» **Vorliegender Text**:
______

Hamburg. HSV-Trainer erklärt seinen Standpunkt in der Causa Leistner, spricht über fehlende Qualität im Kader und über die Ungeduld der Fans.
Plötzlich war es wieder zu sehen. Dieses Funkeln in den Augen von Tim Walter, das immer dann aufblitzt, wenn der Trainer des HSV die maximale Bereitschaft für seine Spielidee spürt. So geschehen am Mittwoch auf der turnusmäßigen Pressekonferenz vor dem Auswärtsspiel an diesem Sonnabend beim 1. FC Heidenheim (13.30 Uhr/Sky und im Abendblatt-Liveticker), als Walter eine Frage über seinen Musterschüler Anssi Suhonen beantworten sollte.
Walter schwärmt über HSV-Talent Suhonen
Was denn der 20 Jahre alte Youngster der Konkurrenz auf seiner Position – immerhin der teuerste Zweitliga-Einkauf David Kinsombi und Neuzugang Ludovit Reis – momentan voraushabe, wollte einer der Medienvertreter wissen. „Die Leichtigkeit, die Lockerheit, die Freude“, antwortete Walter wie aus der Pistole geschossen und deutete damit an, dass Suhonen in Heidenheim zum zweiten Mal in Folge der Startelf angehören wird. „Das lebt er vor und das macht uns allen sehr viel Spaß“, ergänzte der HSV-Coach.
Erst einmal in Fahrt, geriet Walter regelrecht ins Schwärmen über Mittelfeldspieler Suhonen, der sich nach seinem Kreuzbandriss vor einem Jahr eindrucksvoll zurückgekämpft hat. „Die Jungs ziehen sich selbst an ihm ein bisschen hoch“, sagte Walter metaphorisch über den 1,70 Meter kleinen Finnen. „Er geht mit seinen jungen Jahren extrem voran.“
Walter erklärt Leistner-Aus beim HSV
Einer, der beim HSV dagegen nicht mehr vorangehen soll, ist Toni Leistner. Der 31 Jahre alte Innenverteidiger ist nach seinem Instagram-Eklat für einen Wechsel freigestellt worden. Am Mittwoch schilderte Walter, der zuletzt Leistners Professionalität intern moniert hatte, seinen Standpunkt. Darin machte der Trainer noch einmal deutlich, dass der Verteidiger mit seiner Reservistenrolle derart unzufrieden war, dass er sich offenbar nicht mehr in den Dienst der Mannschaft bringen wollte.

______

» **Gespeicherte Datensätze**:

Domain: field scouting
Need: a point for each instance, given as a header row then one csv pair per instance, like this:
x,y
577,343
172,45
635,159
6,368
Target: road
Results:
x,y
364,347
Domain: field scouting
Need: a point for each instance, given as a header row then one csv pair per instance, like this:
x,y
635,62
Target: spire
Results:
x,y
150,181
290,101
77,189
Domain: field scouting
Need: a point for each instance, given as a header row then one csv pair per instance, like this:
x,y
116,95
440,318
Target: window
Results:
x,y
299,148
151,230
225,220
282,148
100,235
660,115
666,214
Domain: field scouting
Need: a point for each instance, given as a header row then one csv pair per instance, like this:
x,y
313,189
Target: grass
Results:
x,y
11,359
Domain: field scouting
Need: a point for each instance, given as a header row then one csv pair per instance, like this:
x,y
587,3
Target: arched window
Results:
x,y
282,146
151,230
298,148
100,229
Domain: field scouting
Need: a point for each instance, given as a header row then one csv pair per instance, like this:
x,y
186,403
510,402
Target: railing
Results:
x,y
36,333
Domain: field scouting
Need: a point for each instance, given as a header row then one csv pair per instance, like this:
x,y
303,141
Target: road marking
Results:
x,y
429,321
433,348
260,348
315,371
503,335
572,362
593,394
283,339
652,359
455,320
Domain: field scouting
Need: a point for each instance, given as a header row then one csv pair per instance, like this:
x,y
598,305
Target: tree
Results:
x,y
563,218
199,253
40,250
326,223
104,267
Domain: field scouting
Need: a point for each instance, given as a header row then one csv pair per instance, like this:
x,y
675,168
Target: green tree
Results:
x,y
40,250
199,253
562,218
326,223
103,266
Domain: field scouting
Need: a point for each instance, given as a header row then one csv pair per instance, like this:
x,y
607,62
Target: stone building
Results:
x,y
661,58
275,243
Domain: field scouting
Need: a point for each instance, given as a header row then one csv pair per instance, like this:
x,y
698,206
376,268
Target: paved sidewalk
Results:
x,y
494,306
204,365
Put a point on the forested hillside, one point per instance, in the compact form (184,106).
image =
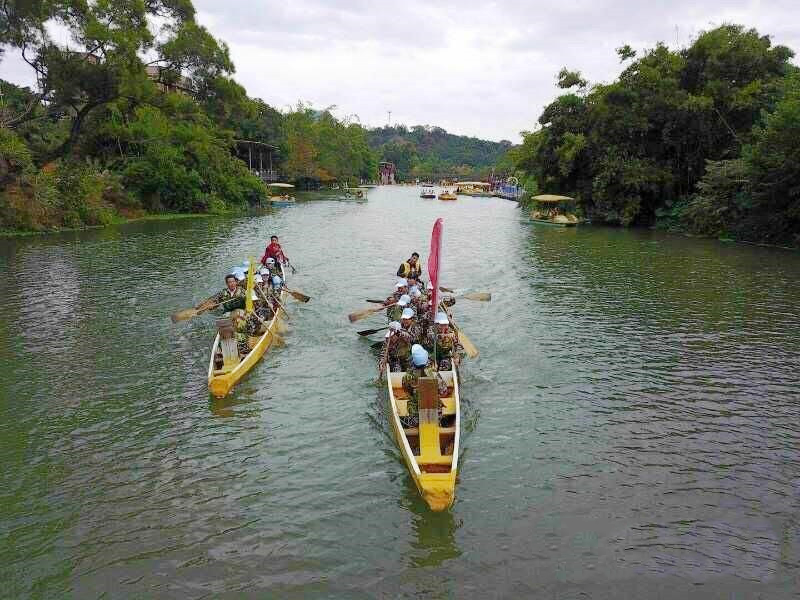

______

» **Ziel der Übung**:
Nenne alle Personen, die im Text über den HSV-Trainer mit Vor- und Nachnamen genannt werden.

» **Lösung der Aufgabe**:
Tim Walter, Anssi Suhonen, David Kinsombi, Ludovit Reis, Toni Leistner